*ASSIGNMENT*
The answer is every line of the records that holds the word "like", copied in full.
======
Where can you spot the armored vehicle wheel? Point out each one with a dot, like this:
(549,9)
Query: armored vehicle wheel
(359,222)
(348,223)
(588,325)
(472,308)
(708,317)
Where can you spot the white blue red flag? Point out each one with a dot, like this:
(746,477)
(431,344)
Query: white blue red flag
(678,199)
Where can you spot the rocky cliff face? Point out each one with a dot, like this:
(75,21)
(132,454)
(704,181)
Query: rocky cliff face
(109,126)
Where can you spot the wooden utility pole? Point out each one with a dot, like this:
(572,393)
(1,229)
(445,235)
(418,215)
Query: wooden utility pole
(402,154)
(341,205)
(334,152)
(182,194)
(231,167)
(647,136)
======
*OUTPUT BELOW*
Where can you spot the armored vehicle wheel? Point out each one with a dot, like this:
Where can you spot the white blue red flag? Point out each one with a dot, like this:
Where can you spot the rocky cliff face? Point out each one with a dot, like this:
Where can you spot the wooden utility pole? Point out each one with a dot, like this:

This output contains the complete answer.